▸ **ROWS**:
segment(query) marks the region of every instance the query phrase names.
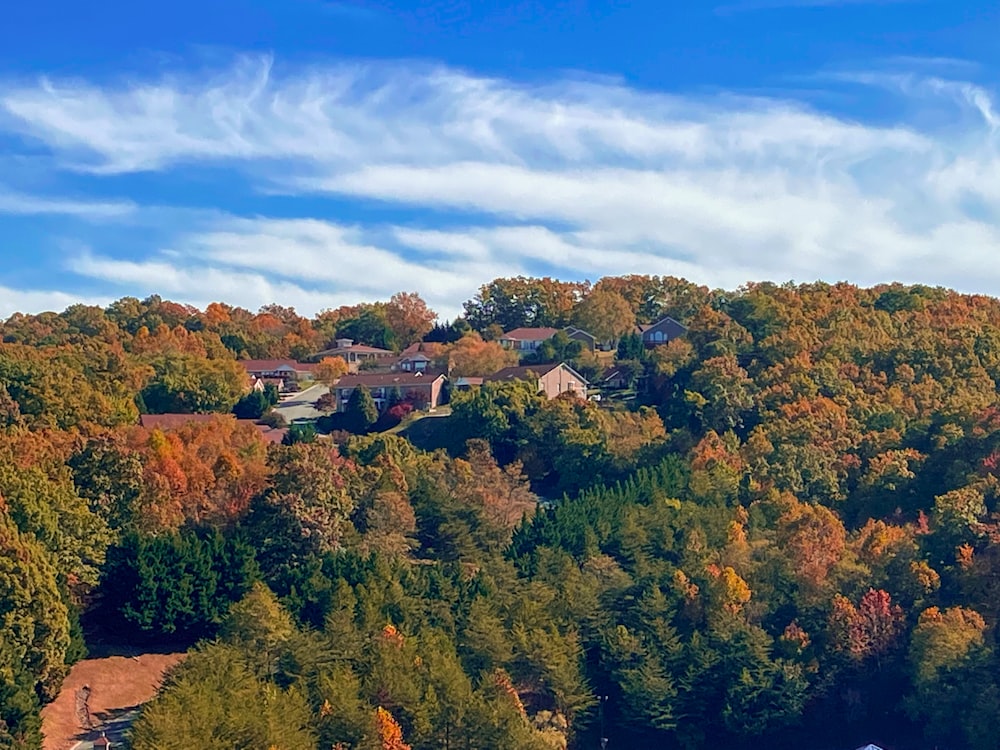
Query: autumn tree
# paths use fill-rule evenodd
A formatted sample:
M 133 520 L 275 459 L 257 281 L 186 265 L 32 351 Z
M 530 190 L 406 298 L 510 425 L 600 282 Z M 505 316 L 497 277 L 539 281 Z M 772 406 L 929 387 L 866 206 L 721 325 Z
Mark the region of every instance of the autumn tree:
M 478 333 L 471 332 L 451 346 L 446 361 L 453 377 L 482 377 L 517 365 L 518 357 L 517 352 L 494 341 L 483 341 Z
M 477 331 L 494 324 L 505 331 L 522 326 L 562 328 L 588 289 L 589 284 L 548 277 L 494 279 L 465 303 L 465 319 Z
M 316 380 L 330 388 L 346 374 L 347 362 L 343 357 L 323 357 L 313 371 Z
M 595 289 L 573 310 L 573 322 L 598 341 L 613 346 L 635 328 L 635 313 L 620 294 Z
M 427 303 L 416 292 L 398 292 L 392 295 L 385 307 L 385 316 L 400 347 L 423 339 L 437 320 L 437 313 L 427 307 Z
M 378 407 L 371 391 L 359 385 L 351 391 L 344 407 L 344 422 L 347 429 L 356 435 L 364 435 L 378 421 Z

▸ **GOAL OF THE EXERCISE**: Please write out the material above again, swapping "autumn tree" for "maple tree" and leaving everything else unchanged, with the pictures omitted.

▸ **EXERCISE RESULT**:
segment(query) marks the region of every instance the query phrase names.
Query: maple tree
# paths use fill-rule evenodd
A formatted sample:
M 133 520 L 275 459 L 257 281 L 186 265 L 32 351 Z
M 530 190 L 406 298 L 510 425 L 600 282 Z M 505 316 L 497 277 L 539 281 Z M 772 406 L 929 387 L 866 206 L 721 325 Z
Mark the region of every instance of the maple tree:
M 478 333 L 471 332 L 451 346 L 446 361 L 453 377 L 482 377 L 517 365 L 518 357 L 517 352 L 494 341 L 483 341 Z
M 477 331 L 494 324 L 505 331 L 522 326 L 562 328 L 588 289 L 589 284 L 548 277 L 494 279 L 465 303 L 465 319 Z
M 316 380 L 330 388 L 346 374 L 347 362 L 343 357 L 323 357 L 313 371 Z
M 595 289 L 573 310 L 573 322 L 598 341 L 613 346 L 635 328 L 635 313 L 620 294 Z
M 427 303 L 416 292 L 398 292 L 392 295 L 385 307 L 385 316 L 400 347 L 423 339 L 437 320 L 437 313 L 427 307 Z
M 378 407 L 371 391 L 359 385 L 351 391 L 344 407 L 344 422 L 347 429 L 356 435 L 364 435 L 378 421 Z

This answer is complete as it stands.